YOUR OBJECTIVE: Nothing in the records should differ when they are repeated. Restate them word for word.

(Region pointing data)
# # # # #

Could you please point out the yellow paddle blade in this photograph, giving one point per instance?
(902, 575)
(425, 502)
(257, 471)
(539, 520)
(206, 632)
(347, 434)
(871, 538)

# # # # #

OUTPUT BELOW:
Could you please point out the yellow paddle blade in this photograph, giving one point per instance?
(902, 575)
(425, 502)
(257, 471)
(539, 520)
(206, 632)
(347, 434)
(871, 538)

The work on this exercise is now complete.